* [TASK PROMPT] Locate the line containing "black loudspeaker array." in the data below. Reproduce it and every following line up to the end, exactly as given.

— Begin RECORDS TO PROCESS —

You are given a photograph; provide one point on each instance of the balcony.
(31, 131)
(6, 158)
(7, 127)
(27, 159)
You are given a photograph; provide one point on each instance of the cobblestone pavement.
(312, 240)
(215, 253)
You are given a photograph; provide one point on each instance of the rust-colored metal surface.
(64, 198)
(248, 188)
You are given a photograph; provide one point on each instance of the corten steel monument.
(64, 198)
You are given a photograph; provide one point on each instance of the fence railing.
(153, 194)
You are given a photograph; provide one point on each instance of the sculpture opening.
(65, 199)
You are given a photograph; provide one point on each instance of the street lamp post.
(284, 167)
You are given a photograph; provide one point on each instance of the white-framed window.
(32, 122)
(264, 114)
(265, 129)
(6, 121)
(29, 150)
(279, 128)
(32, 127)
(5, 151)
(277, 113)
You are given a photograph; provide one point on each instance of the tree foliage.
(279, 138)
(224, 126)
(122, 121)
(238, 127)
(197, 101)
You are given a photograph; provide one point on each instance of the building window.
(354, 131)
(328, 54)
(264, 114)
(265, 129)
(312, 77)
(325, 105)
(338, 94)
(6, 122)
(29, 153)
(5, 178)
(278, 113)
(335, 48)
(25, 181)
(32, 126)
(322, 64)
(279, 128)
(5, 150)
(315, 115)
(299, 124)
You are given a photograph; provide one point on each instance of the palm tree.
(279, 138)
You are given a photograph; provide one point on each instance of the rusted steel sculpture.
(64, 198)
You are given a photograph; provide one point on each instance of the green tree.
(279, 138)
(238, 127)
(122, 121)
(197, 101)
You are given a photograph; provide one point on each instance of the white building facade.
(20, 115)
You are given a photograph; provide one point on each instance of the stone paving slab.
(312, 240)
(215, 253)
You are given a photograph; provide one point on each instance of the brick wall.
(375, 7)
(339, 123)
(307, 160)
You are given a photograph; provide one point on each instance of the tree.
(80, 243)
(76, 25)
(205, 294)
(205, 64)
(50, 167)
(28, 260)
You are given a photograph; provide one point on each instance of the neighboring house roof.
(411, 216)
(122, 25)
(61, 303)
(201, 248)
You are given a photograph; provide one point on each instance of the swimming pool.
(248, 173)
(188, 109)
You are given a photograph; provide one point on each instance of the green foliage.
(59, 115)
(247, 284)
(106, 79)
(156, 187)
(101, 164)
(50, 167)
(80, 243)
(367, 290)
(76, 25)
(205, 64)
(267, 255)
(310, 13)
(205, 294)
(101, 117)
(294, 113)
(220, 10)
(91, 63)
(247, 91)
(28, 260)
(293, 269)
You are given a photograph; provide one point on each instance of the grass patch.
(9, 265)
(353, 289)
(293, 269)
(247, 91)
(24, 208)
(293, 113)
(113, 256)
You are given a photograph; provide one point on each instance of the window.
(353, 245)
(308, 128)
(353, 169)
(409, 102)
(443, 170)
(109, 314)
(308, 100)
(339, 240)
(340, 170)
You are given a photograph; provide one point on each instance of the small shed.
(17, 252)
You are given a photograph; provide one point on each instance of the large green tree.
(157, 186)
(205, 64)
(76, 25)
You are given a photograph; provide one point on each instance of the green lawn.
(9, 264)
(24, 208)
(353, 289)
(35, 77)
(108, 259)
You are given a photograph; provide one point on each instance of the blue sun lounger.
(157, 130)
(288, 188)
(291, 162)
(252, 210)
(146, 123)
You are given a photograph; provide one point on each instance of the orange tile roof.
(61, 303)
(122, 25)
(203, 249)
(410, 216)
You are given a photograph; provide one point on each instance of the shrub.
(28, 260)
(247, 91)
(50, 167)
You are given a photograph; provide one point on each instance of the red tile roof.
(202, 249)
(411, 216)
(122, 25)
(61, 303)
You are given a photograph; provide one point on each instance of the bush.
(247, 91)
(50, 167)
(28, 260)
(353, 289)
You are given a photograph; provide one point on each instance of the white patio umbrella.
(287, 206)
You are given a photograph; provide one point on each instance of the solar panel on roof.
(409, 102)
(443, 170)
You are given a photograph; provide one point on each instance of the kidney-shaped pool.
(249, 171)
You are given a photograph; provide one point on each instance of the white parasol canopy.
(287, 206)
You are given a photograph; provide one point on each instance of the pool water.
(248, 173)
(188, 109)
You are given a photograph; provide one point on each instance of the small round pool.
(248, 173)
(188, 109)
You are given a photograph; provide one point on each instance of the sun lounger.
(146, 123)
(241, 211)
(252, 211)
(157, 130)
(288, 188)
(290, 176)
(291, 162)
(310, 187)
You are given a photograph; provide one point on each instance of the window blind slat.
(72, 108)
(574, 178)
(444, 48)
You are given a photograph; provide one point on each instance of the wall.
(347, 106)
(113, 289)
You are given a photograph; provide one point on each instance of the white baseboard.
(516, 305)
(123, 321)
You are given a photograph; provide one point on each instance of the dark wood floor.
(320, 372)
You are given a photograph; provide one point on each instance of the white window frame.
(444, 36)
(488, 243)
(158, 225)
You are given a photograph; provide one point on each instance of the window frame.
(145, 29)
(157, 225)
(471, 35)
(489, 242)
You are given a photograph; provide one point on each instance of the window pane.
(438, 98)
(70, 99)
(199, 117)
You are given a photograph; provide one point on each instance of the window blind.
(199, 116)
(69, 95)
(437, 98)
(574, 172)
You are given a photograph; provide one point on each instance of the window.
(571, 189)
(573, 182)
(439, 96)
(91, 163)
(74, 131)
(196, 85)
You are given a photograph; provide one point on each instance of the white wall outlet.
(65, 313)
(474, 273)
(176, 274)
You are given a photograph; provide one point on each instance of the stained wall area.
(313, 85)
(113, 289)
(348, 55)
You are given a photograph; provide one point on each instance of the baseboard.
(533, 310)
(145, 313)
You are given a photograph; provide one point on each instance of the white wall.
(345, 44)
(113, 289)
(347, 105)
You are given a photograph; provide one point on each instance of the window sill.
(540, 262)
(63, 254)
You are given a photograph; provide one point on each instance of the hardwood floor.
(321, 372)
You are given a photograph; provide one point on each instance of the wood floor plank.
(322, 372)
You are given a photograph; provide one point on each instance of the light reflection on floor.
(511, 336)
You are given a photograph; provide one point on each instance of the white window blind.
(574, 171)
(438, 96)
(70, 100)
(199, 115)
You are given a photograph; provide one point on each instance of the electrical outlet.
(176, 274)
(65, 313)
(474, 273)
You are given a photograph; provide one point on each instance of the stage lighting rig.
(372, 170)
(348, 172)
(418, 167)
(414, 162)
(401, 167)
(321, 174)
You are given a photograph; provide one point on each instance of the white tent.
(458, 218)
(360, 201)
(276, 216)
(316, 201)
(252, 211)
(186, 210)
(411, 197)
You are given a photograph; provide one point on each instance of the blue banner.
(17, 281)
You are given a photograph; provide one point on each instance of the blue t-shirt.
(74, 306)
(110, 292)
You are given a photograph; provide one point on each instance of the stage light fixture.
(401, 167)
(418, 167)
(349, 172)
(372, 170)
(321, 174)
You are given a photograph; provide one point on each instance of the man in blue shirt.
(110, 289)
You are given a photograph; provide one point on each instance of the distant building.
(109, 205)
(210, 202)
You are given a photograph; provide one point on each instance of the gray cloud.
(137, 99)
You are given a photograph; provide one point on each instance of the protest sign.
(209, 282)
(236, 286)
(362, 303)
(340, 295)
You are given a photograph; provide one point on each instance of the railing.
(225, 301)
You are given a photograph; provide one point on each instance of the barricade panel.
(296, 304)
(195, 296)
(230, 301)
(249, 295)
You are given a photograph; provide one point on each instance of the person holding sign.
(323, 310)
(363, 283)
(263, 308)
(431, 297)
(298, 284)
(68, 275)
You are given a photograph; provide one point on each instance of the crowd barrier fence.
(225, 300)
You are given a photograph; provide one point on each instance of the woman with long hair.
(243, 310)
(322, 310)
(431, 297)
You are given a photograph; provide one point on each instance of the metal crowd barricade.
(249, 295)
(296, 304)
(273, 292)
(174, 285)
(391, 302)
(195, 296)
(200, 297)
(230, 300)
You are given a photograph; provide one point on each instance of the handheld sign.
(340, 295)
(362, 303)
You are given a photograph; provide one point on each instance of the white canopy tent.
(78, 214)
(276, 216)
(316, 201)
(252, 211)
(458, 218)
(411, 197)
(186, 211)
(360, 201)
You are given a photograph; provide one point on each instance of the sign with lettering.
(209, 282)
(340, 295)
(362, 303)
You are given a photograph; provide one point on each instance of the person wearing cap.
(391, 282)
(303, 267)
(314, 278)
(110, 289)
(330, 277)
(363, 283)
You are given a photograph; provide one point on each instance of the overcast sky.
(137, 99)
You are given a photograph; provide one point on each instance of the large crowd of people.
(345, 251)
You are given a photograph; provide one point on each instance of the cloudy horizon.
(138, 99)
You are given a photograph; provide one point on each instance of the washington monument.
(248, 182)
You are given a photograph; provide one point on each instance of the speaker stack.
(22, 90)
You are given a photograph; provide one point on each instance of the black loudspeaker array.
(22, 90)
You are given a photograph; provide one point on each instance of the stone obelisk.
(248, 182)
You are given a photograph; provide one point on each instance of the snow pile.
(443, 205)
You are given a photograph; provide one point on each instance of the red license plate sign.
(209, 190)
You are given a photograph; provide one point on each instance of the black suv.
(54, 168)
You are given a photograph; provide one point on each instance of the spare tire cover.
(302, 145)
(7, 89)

— End RECORDS TO PROCESS —

* [ANSWER TO THIS EXERCISE]
You are given a photograph; provide one point on each instance of the black loudspeaker array.
(22, 90)
You are given a photograph; provide one point on each instance of the stone obelisk.
(248, 182)
You are given a photograph; provide one point on each instance of the snow pile.
(443, 205)
You are given a photograph; provide one point on each instance of the red license plate sign.
(209, 190)
You are given a photograph; provide one point on each instance of the black suv.
(54, 168)
You are given a photograph; provide one point on each instance of the spare tire cover.
(302, 145)
(7, 89)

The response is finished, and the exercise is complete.